課題一覧:
A) 下の文章について、次の問いに答えてください。
(i) 戦争中、聖路加女子専門学校はどのような名前で呼ばれていましたか。
(ii) B29による東京への空襲が本格的に始まったのはいつからですか。
(iii) 真っ暗な病院内でも避難できるように、Oさんたちは何を覚えましたか。
B) 下の文章のうち、「戦争中は、成人男性は徴兵で兵」から始まり「験を次のように語っています。」で終わる部分を、一字一句変えずに書き写してください。

今年は、太平洋戦争が終わって70年の節目の年にあたります。
戦時下では、乏しい物資、軍需工場での労働、米軍による空襲など、市民は脅かされた厳しい生活を送っておりました。本学の看護学生も例外ではありませんでした。そこで、「今月の看護師」は、当時看護学生として戦争を体験した卒業生たちのお話を紹介したいと思います。
聖路加国際大学看護学部は、戦前は聖路加女子専門学校という名前でした。戦争中は敵性語である「ルカ」を含む学校名を避け、興健女子専門学校と呼称していました。実習先である聖路加国際病院(東京都中央区)も大東亜中央病院と病院名を変えていました。1941年12月に始まった太平洋戦争は、日本軍が好調だったのは最初のうちだけで、年々日本の敗色が強くなっていきました。1944年11月から米軍の戦闘機B29による東京への空襲も本格的に始まりました。終戦間近には、敵機から「聖路加は焼かない」というビラがまかれたため、夜になると近隣住民が聖路加国際病院の地下に避難してきました。
戦争中は、成人男性は徴兵で兵隊にとられ、労働力が不足していました。聖路加の学生も興健女子専門学校報国隊1)として軍需工場等に駆り出されていきました。また、都下への爆撃が激しくなると、学生はいつでも出動できるように防空服を着て靴を履いたまま眠り、警報がでるとそれぞれ病院内の持ち場に出動していきました。
当時、興健女子専門学校1年生だったOさんは、戦時中の体験を次のように語っています。
空襲があると、産科(の患者)と六階の小児科(の患児)は地下へ毎晩避難させました。3月10日、といっても9日の夜ですが、この日は警戒警報と空襲警報2)がほとんど一緒で、(近隣の住民が聖路加国際病院に)逃げてくるヒマがなかったのです。近くの海軍(経理学校)3)は、届きもしない当たりもしない高射砲4)を打たなくてもいいのに、散々打って、その破片で怪我する人がたくさんいました。空襲になると病院内は真っ暗で、その真っ暗な中でも避難できるようにと、階段の数を覚えました。だから今でも階段があるとまず段数を数えます。竹橇(そり)を作って子供を乗せ、階段を滑らせて安全な地下に降ろしましたね。

提供資料:
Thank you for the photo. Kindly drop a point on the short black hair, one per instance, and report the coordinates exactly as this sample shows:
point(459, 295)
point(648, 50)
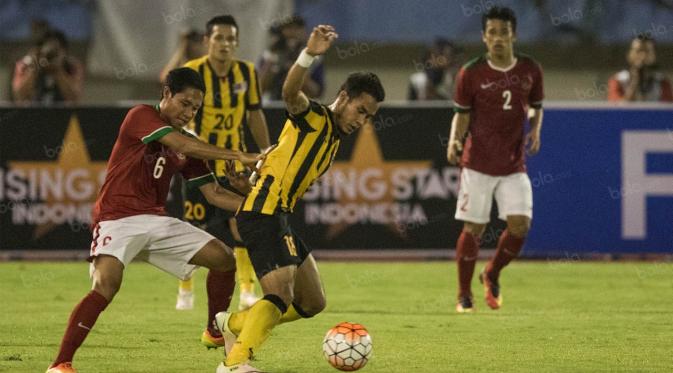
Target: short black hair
point(181, 78)
point(499, 12)
point(363, 82)
point(53, 34)
point(226, 19)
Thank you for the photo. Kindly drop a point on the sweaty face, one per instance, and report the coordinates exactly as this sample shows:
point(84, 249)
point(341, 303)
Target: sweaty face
point(222, 42)
point(179, 108)
point(498, 37)
point(357, 112)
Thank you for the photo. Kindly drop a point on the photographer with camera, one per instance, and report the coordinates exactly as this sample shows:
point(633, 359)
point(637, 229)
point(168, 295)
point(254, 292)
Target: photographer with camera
point(642, 81)
point(288, 39)
point(47, 74)
point(191, 47)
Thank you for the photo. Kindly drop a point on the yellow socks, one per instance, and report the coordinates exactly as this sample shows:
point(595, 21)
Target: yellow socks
point(186, 286)
point(244, 272)
point(260, 320)
point(238, 319)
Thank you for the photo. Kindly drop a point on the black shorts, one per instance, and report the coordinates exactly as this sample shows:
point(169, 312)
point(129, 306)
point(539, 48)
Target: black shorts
point(271, 242)
point(200, 213)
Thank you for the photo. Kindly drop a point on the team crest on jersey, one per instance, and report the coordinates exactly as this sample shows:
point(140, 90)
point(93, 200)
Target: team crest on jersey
point(240, 87)
point(527, 83)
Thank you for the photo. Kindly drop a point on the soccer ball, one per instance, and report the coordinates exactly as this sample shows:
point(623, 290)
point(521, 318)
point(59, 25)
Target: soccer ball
point(347, 346)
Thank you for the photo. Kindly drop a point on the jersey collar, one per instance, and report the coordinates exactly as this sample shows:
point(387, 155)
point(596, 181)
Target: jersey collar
point(501, 69)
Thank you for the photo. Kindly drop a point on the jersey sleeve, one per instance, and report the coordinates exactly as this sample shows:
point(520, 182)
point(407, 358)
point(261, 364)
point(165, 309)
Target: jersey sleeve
point(537, 90)
point(666, 91)
point(145, 125)
point(462, 100)
point(196, 173)
point(308, 121)
point(253, 98)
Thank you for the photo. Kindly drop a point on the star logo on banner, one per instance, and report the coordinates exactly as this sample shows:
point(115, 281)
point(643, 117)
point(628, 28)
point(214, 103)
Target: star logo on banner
point(367, 159)
point(69, 182)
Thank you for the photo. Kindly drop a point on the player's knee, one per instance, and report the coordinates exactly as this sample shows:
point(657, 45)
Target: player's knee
point(474, 229)
point(107, 285)
point(311, 307)
point(519, 229)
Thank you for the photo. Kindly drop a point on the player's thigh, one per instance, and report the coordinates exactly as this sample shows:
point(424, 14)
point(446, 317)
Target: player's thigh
point(233, 228)
point(122, 238)
point(214, 255)
point(309, 292)
point(175, 244)
point(475, 197)
point(269, 240)
point(514, 196)
point(106, 273)
point(200, 213)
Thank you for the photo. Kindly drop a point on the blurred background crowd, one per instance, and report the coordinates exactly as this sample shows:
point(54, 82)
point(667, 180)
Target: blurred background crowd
point(104, 52)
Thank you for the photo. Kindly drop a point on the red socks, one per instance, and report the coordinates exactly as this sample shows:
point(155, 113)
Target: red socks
point(467, 250)
point(509, 248)
point(220, 288)
point(82, 319)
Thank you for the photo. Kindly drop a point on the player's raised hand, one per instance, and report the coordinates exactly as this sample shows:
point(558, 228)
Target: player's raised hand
point(453, 152)
point(533, 142)
point(238, 180)
point(321, 39)
point(249, 159)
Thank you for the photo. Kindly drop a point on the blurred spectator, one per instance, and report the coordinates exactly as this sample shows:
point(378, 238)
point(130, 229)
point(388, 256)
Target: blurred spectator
point(48, 74)
point(435, 74)
point(287, 40)
point(642, 81)
point(191, 46)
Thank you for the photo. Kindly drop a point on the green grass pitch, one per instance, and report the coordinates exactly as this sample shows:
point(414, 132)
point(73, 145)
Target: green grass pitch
point(557, 317)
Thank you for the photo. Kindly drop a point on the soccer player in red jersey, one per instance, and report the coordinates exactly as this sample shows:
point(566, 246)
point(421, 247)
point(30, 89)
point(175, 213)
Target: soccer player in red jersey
point(495, 94)
point(130, 218)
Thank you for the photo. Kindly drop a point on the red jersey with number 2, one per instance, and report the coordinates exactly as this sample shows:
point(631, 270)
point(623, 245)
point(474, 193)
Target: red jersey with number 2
point(497, 100)
point(140, 168)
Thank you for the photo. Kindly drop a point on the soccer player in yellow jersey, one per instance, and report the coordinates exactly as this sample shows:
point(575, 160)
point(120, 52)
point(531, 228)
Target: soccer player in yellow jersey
point(306, 148)
point(232, 100)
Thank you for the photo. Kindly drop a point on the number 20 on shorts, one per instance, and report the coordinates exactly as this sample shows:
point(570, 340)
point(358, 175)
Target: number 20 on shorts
point(289, 242)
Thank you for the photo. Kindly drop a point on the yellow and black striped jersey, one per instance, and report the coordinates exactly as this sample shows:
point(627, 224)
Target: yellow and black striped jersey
point(221, 119)
point(306, 149)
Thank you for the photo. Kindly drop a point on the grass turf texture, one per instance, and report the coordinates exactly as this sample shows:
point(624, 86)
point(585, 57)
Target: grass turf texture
point(557, 316)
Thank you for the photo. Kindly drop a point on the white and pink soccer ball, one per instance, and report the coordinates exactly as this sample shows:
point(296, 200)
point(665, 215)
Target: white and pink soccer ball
point(347, 346)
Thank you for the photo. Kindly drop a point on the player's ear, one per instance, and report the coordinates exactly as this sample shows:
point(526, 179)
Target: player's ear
point(166, 93)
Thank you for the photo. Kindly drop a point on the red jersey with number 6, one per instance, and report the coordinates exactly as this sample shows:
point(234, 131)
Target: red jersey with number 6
point(497, 100)
point(140, 168)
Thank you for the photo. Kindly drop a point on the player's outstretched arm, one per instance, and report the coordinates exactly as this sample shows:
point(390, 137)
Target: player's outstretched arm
point(198, 149)
point(319, 42)
point(533, 136)
point(459, 125)
point(258, 128)
point(220, 197)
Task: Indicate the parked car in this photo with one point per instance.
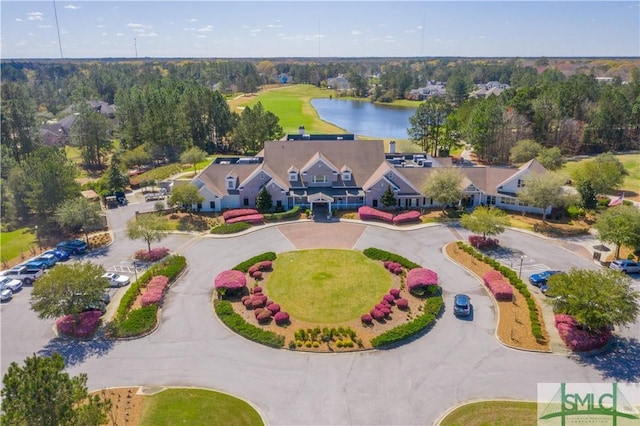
(10, 283)
(462, 305)
(61, 255)
(626, 266)
(541, 278)
(5, 294)
(49, 259)
(24, 274)
(117, 280)
(73, 246)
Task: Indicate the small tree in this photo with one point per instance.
(68, 289)
(40, 393)
(388, 199)
(148, 227)
(79, 212)
(619, 225)
(444, 186)
(185, 195)
(543, 191)
(485, 221)
(193, 156)
(263, 200)
(596, 299)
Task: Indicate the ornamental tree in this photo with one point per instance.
(40, 393)
(596, 299)
(485, 221)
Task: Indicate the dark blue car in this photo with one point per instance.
(541, 278)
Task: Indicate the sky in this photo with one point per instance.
(311, 29)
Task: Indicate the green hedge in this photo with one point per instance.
(227, 315)
(289, 214)
(230, 228)
(516, 282)
(378, 254)
(244, 266)
(432, 308)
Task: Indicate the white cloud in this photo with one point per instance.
(35, 16)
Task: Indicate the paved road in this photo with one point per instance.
(456, 361)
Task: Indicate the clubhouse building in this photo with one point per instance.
(325, 172)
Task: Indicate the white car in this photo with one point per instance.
(117, 280)
(5, 294)
(10, 283)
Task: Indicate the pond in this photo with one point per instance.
(365, 118)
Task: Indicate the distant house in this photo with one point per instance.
(347, 173)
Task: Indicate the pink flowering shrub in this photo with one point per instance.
(369, 213)
(273, 307)
(479, 242)
(152, 255)
(402, 303)
(230, 281)
(578, 339)
(230, 214)
(254, 219)
(411, 216)
(496, 284)
(419, 280)
(87, 324)
(281, 318)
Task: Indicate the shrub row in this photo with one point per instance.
(231, 319)
(230, 214)
(153, 255)
(232, 228)
(289, 214)
(369, 213)
(479, 242)
(86, 324)
(378, 254)
(405, 217)
(510, 274)
(244, 266)
(432, 308)
(578, 339)
(496, 284)
(254, 219)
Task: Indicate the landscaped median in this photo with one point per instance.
(138, 310)
(520, 324)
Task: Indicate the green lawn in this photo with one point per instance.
(327, 286)
(631, 164)
(493, 413)
(197, 407)
(16, 242)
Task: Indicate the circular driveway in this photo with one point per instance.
(414, 383)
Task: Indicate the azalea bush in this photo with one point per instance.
(369, 213)
(579, 339)
(421, 280)
(230, 281)
(230, 214)
(253, 219)
(496, 284)
(411, 216)
(82, 325)
(152, 255)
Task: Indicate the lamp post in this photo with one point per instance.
(520, 273)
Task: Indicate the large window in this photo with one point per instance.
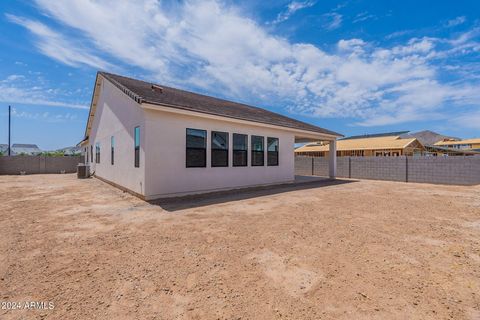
(97, 152)
(219, 149)
(272, 151)
(240, 150)
(112, 147)
(196, 148)
(137, 146)
(258, 154)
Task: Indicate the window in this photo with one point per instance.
(137, 146)
(219, 149)
(272, 151)
(112, 144)
(196, 148)
(240, 149)
(97, 152)
(257, 151)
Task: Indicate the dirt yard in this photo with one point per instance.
(357, 250)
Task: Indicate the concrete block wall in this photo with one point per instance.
(379, 168)
(448, 170)
(38, 164)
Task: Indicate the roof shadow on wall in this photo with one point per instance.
(201, 200)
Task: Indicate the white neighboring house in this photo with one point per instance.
(157, 141)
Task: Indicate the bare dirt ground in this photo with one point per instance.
(360, 250)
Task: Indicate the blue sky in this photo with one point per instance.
(359, 66)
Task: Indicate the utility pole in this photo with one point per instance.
(9, 128)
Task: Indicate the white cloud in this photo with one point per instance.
(207, 44)
(293, 7)
(469, 120)
(363, 16)
(58, 47)
(457, 21)
(333, 21)
(15, 90)
(44, 116)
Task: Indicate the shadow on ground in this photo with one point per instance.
(195, 201)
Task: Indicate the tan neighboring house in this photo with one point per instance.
(366, 146)
(156, 141)
(467, 145)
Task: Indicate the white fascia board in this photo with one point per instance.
(302, 133)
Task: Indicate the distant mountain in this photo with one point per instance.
(428, 137)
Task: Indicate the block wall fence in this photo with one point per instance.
(38, 164)
(439, 170)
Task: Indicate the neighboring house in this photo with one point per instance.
(71, 151)
(4, 149)
(375, 145)
(157, 141)
(467, 145)
(25, 149)
(427, 137)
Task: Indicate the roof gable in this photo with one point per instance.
(146, 92)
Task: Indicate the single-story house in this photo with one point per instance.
(25, 149)
(467, 144)
(156, 141)
(375, 145)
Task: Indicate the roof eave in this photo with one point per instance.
(183, 110)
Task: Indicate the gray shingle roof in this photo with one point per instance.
(142, 91)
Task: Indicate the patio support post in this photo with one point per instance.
(332, 159)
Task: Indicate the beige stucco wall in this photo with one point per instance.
(167, 174)
(117, 115)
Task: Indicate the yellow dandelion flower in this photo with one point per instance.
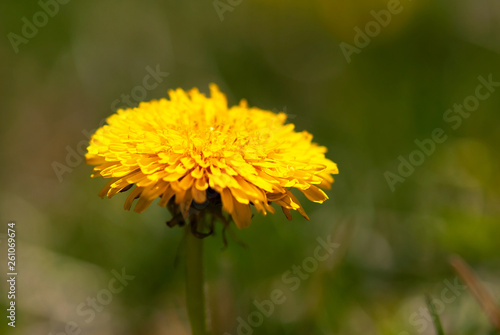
(190, 147)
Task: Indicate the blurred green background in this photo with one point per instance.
(279, 55)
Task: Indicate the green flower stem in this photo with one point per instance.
(195, 296)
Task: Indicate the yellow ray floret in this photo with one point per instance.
(177, 149)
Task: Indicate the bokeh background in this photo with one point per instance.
(283, 56)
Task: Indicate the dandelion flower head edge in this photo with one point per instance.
(179, 149)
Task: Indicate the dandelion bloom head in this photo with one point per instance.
(191, 148)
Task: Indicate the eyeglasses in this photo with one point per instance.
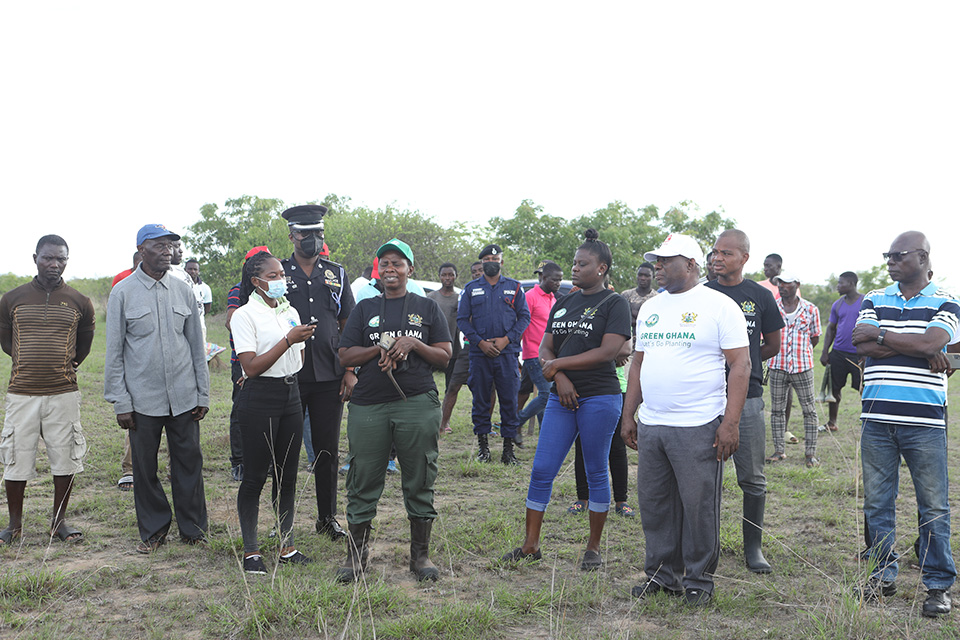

解答:
A)
(i) 興健女子専門学校
(ii) 1944年11月から
(iii) 階段の数

B)
戦争中は、成人男性は徴兵で兵隊にとられ、労働力が不足していました。聖路加の学生も興健女子専門学校報国隊1)として軍需工場等に駆り出されていきました。また、都下への爆撃が激しくなると、学生はいつでも出動できるように防空服を着て靴を履いたまま眠り、警報がでるとそれぞれ病院内の持ち場に出動していきました。
当時、興健女子専門学校1年生だったOさんは、戦時中の体験を次のように語っています。